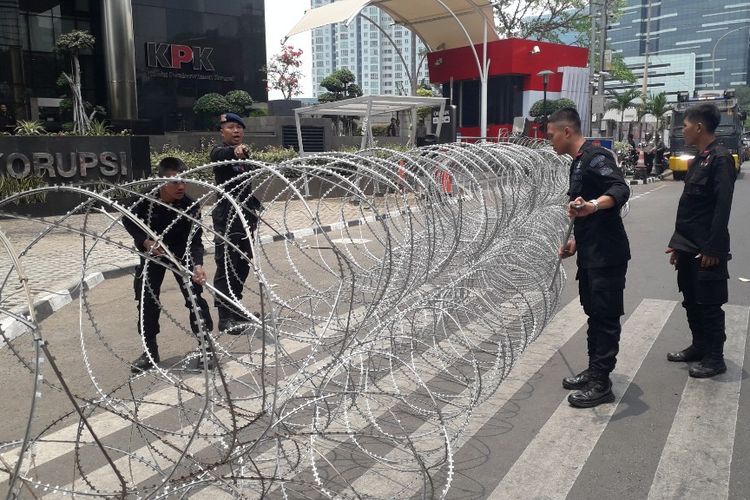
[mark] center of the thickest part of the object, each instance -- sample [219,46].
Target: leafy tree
[283,72]
[657,105]
[72,44]
[540,19]
[538,111]
[239,102]
[620,71]
[211,104]
[622,101]
[341,85]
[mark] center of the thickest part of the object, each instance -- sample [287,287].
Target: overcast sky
[281,16]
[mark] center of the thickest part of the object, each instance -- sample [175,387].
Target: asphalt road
[666,437]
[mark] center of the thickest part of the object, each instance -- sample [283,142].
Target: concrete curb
[48,304]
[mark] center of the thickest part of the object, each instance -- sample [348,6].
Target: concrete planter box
[71,160]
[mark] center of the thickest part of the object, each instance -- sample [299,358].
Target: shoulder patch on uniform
[599,163]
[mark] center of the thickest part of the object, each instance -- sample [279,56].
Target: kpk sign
[176,56]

════════

■ TASK TO COMPLETE: Write out every line of the listing above again, requests included, and add 106 to each number in the answer point coordinates. Leave the sample coordinates in the requests unchanged, and leave out the pictures.

■ TASK SOLUTION:
[mark] center of the thickest part of the object, each instance -- sample [219,46].
Target: leafy tree
[389,178]
[763,211]
[178,150]
[646,125]
[644,217]
[345,208]
[726,177]
[317,210]
[728,207]
[447,191]
[mark] center of the thickest part of the object, each instance -- sample [287,287].
Target: overcast sky
[387,122]
[mark] center of the thickest part of the object, each instance -- sample [175,387].
Target: asphalt road
[772,543]
[mark] center of the thickest part of the object, each instance -- sample [283,142].
Target: concrete curb
[154,410]
[mark] center of the thickest part of the object, each instance -- sample [348,6].
Target: concrete planter box
[177,266]
[mark] center of the thickest part of the object, each instance -- sample [299,358].
Target: shoulder patch on uniform
[705,269]
[mark] center of the thickest part of the object, each instance -- sample [279,56].
Target: kpk sign
[282,162]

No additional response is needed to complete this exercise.